#### Exercise
Copy out the passage of the post about Sylvia Plath word for word, starting with "What strikes me" and going on through "spring, I think.".

#### Document excerpt
━━━━━━━━
A good, plain, very resourceful woman


“The speaker is a woman who has the great and terrible gift of being reborn. The trouble is, she has to die first. She is the phoenix, the libertarian spirit, what you will. She is also just a good, plain, very resourceful woman.”
Plath on Lady Lazarus, as part of a script for a BBC broadcast which never took place...


Trying to write an academic paper as part of the phd application--It's been almost ten years since I did my MFA and I somehow lost what little academic writing I did then, and while I've been teaching expository over these years, I've done little to none of it myself. I joked with a poet friend the other day that I was going to try to write something about Plath because I was looking for unmoored territory. Like Dickinson, so many have this voracious hunger to claim her, and I am not divorced from that. Threads of her story weave through the life of any woman who writes, and these are bright red threads: my aunt went to high school with her; my own mother remembers the town gossip after her first hospitalization. At Yaddo, I wrote in her writing room and fell in love with a poet who was given Ted Hughes and her bedroom. My ex is about to publish a novel called Lady Lazarus. (I'll say no more about that.) Even if I didn't find her work endlessly important and enormously admirable, the ghost of her drama was bound to intersect my own.

What strikes me the most as I immerse myself in her writing and her life, is that despite the tragic trajectory of her demise, she was, as she describes her persona, a very resourceful woman, and a very ambitious one. Her will to live immortally ultimately surpassed her will to get up in the morning "before the glassy music of the milkmen."

1 Comments:

Anonymous Anonymous said...

You know, they have the "Sylvia Plath Bake-Off" in Kingston every spring, I think.
━━━━━━━━
#### Supplied records
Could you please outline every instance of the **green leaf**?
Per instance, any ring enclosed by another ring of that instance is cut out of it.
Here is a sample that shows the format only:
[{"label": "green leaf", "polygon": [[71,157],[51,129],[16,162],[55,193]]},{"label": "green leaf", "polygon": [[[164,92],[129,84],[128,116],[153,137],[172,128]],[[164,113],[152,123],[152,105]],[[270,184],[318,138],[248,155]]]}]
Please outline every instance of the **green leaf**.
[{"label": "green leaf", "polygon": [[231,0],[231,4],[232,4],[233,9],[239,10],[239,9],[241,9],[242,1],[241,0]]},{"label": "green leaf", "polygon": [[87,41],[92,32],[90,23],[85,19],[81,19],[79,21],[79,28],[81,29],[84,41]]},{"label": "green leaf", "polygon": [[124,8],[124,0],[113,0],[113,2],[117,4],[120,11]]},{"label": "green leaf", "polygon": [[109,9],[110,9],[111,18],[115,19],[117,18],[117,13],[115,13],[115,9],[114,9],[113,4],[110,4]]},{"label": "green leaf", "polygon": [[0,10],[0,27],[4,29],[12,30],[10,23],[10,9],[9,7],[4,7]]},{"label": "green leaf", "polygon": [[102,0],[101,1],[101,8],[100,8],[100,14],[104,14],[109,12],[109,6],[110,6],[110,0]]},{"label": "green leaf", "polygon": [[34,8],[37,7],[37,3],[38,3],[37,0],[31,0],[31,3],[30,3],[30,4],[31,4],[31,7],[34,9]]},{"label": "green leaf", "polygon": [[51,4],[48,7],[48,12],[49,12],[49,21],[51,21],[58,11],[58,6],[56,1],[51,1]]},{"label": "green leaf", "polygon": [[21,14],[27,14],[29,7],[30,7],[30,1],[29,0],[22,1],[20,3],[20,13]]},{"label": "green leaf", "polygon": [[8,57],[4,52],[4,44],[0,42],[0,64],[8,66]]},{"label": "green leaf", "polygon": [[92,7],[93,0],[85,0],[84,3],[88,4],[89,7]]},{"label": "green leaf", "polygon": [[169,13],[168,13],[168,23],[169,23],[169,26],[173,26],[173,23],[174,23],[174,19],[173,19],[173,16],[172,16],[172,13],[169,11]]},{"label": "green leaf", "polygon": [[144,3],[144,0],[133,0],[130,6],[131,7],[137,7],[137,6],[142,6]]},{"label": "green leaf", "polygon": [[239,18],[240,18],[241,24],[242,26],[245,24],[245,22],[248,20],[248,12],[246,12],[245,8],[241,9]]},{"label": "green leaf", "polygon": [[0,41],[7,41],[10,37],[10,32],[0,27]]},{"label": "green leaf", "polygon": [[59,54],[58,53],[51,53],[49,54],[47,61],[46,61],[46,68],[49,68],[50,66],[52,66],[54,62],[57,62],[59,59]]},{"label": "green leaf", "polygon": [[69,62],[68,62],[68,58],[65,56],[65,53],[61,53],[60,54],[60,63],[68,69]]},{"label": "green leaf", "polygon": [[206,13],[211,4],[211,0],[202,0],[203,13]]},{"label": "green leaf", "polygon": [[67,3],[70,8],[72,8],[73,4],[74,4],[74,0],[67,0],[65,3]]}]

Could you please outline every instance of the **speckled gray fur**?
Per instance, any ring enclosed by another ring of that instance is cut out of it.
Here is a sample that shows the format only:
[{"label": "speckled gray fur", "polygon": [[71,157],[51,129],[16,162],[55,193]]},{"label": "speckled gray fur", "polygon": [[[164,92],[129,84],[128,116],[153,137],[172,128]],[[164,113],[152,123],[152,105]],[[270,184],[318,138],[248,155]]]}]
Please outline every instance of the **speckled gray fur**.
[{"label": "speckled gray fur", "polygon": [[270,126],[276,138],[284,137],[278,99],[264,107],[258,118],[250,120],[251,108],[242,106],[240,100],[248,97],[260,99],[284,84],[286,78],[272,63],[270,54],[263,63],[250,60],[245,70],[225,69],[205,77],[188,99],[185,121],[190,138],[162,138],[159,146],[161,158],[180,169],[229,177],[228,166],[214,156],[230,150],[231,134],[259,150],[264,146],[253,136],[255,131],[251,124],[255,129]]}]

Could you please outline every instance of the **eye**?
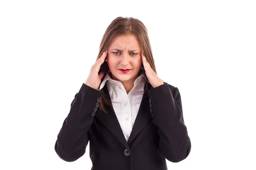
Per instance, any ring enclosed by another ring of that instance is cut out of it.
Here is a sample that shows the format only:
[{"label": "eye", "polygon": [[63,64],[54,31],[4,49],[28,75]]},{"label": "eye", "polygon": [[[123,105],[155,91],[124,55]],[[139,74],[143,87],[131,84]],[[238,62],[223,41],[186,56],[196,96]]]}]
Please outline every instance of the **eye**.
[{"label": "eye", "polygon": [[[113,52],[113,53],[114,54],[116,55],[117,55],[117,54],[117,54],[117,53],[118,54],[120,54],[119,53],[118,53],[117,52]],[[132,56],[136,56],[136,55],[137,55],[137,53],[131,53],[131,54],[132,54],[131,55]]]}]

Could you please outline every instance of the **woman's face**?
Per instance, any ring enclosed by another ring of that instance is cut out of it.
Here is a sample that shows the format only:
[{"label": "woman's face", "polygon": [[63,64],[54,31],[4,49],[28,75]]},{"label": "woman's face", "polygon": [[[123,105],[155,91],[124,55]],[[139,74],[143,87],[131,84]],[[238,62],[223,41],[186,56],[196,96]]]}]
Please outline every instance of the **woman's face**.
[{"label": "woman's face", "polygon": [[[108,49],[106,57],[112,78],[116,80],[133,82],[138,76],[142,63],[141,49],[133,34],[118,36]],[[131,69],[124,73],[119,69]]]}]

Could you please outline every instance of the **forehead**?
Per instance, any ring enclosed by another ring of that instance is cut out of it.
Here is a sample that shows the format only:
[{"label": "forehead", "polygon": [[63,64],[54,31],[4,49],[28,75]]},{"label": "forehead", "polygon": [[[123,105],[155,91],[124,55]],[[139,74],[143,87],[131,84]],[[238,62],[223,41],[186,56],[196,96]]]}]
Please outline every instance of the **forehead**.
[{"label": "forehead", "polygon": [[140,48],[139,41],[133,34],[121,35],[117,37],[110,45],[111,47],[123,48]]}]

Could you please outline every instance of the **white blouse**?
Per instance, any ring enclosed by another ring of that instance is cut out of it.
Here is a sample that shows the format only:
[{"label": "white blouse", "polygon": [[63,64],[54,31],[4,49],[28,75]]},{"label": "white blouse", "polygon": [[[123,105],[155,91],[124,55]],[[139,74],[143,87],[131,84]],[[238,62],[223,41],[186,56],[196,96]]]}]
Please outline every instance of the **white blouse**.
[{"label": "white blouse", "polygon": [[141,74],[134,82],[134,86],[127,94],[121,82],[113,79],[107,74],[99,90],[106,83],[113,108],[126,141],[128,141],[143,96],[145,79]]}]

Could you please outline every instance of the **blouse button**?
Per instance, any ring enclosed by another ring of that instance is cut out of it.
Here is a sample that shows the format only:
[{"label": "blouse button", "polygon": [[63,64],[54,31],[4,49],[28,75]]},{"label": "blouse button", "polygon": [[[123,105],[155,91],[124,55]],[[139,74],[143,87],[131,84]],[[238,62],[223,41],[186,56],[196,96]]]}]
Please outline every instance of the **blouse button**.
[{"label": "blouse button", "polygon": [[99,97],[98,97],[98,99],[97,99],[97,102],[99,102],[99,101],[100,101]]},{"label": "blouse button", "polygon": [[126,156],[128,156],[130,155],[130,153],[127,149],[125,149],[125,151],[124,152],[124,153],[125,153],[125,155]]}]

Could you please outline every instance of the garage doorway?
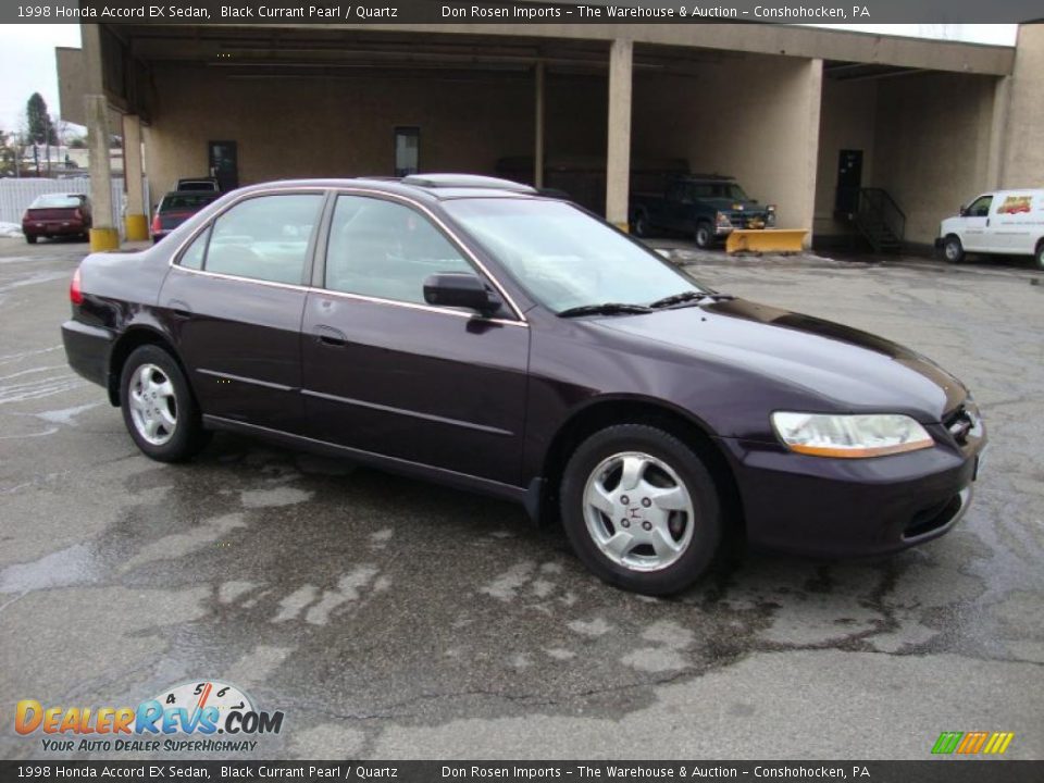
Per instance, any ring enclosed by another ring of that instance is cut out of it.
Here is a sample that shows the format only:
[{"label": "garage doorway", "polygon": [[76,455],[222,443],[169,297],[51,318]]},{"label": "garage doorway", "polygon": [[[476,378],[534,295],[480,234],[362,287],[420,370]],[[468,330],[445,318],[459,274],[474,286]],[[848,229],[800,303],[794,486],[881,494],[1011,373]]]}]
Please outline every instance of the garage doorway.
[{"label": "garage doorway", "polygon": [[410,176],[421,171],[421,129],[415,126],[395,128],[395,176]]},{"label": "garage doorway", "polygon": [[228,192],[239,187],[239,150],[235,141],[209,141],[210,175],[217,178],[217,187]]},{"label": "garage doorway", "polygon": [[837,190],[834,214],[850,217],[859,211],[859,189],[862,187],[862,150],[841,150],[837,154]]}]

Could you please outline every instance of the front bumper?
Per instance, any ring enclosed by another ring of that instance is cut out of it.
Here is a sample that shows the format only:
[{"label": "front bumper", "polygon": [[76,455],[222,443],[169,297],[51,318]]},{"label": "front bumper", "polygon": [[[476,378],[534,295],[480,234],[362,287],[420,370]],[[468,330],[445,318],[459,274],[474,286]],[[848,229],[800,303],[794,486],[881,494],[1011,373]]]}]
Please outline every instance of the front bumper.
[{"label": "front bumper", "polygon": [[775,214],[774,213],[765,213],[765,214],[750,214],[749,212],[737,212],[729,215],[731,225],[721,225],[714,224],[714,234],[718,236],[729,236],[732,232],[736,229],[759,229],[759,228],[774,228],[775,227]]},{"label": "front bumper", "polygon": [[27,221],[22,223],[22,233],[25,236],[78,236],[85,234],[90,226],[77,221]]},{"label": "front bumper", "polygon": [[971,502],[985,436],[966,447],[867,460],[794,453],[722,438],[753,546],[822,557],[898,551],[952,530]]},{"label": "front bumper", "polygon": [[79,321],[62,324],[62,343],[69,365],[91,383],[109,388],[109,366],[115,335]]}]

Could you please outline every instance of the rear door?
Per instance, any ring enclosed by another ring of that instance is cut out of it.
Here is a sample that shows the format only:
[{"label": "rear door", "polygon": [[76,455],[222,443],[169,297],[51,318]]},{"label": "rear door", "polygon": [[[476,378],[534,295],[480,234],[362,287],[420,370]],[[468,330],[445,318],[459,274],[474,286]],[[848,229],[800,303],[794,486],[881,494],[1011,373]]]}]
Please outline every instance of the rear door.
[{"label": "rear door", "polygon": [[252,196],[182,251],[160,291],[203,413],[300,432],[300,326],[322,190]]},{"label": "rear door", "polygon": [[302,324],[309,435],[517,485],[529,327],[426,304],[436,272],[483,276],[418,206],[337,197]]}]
━━━━━━━━
#### Solution to this task
What strikes me the most as I immerse myself in her writing and her life, is that despite the tragic trajectory of her demise, she was, as she describes her persona, a very resourceful woman, and a very ambitious one. Her will to live immortally ultimately surpassed her will to get up in the morning "before the glassy music of the milkmen."

1 Comments:

Anonymous Anonymous said...

You know, they have the "Sylvia Plath Bake-Off" in Kingston every spring, I think.